Aim of the task
All that is wanted is the exact lines from the first line of the data below through the line with "negative clicks: (270, 307)", both ends included, with pictures omitted.

The data
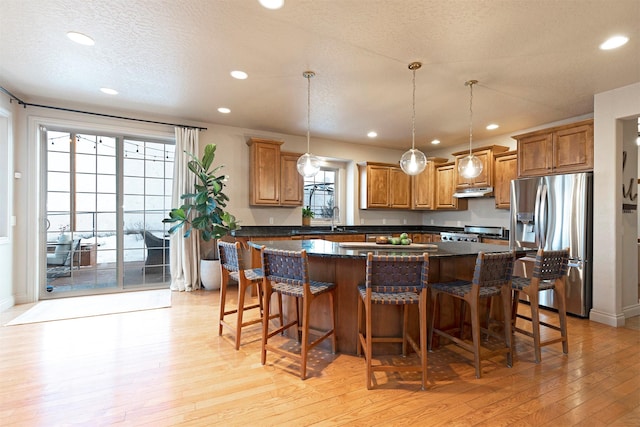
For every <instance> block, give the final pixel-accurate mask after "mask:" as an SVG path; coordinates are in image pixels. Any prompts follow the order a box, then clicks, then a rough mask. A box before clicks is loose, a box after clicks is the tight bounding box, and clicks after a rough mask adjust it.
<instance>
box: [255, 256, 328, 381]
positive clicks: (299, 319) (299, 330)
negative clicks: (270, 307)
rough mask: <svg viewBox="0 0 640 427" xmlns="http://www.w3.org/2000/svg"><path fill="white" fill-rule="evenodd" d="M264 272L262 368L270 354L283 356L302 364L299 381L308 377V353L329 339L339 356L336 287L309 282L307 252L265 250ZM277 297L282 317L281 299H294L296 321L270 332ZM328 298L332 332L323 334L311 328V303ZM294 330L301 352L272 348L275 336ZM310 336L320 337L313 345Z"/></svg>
mask: <svg viewBox="0 0 640 427" xmlns="http://www.w3.org/2000/svg"><path fill="white" fill-rule="evenodd" d="M261 254H262V255H261V256H262V270H263V272H264V279H263V291H264V296H263V297H264V300H263V306H264V315H263V323H262V358H261V361H262V364H263V365H264V364H265V363H266V361H267V350H269V351H272V352H274V353H278V354H280V355H281V356H285V357H289V358H291V359H293V360H295V361H297V362H299V363H300V378H301V379H303V380H304V379H306V377H307V356H308V354H309V351H310V350H311V349H312V348H314V347H315V346H316V345H318V344H320V343H321V342H322V341H324V340H325V339H327V338H331V350H332V352H333V353H335V352H336V332H335V309H334V299H335V288H336V285H335V283H328V282H318V281H314V280H310V279H309V261H308V258H307V252H306V251H305V250H304V249H303V250H302V251H285V250H277V249H269V248H264V247H263V248H262V251H261ZM274 292H275V293H276V294H278V304H279V309H280V313H282V295H286V296H290V297H294V298H295V303H296V318H295V319H293V320H292V321H289V322H287V323H286V324H284V325H283V324H282V322H281V324H280V327H278V328H276V329H273V330H269V310H270V308H269V306H270V302H271V295H272V294H273V293H274ZM322 294H327V295H328V297H329V311H330V317H331V320H330V323H331V327H330V329H329V330H326V331H320V330H316V329H312V328H310V326H309V317H310V310H311V303H312V302H313V301H314V300H315V299H316V298H317V297H319V296H320V295H322ZM300 302H302V319H300V309H299V306H300V304H299V303H300ZM292 327H295V328H296V333H297V336H298V341H300V333H302V342H301V349H300V352H299V353H298V352H294V351H291V350H287V349H284V348H281V347H278V346H276V345H271V344H269V342H268V341H269V339H270V338H271V337H273V336H274V335H277V334H280V333H283V332H284V331H285V330H287V329H289V328H292ZM309 335H314V336H317V338H316V339H315V340H314V341H311V342H310V341H309Z"/></svg>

Expected answer
For every <instance> block, give the final pixel-accurate mask after "mask:" as an SVG path; coordinates are in image pixels. Any prompts follow the order a box, then clicks, then a rough mask. A box before clicks is loose, a box after clicks is the tight bounding box, and clicks after a rough mask adjust it.
<instance>
box: [255, 256, 328, 381]
positive clicks: (299, 319) (299, 330)
negative clicks: (270, 307)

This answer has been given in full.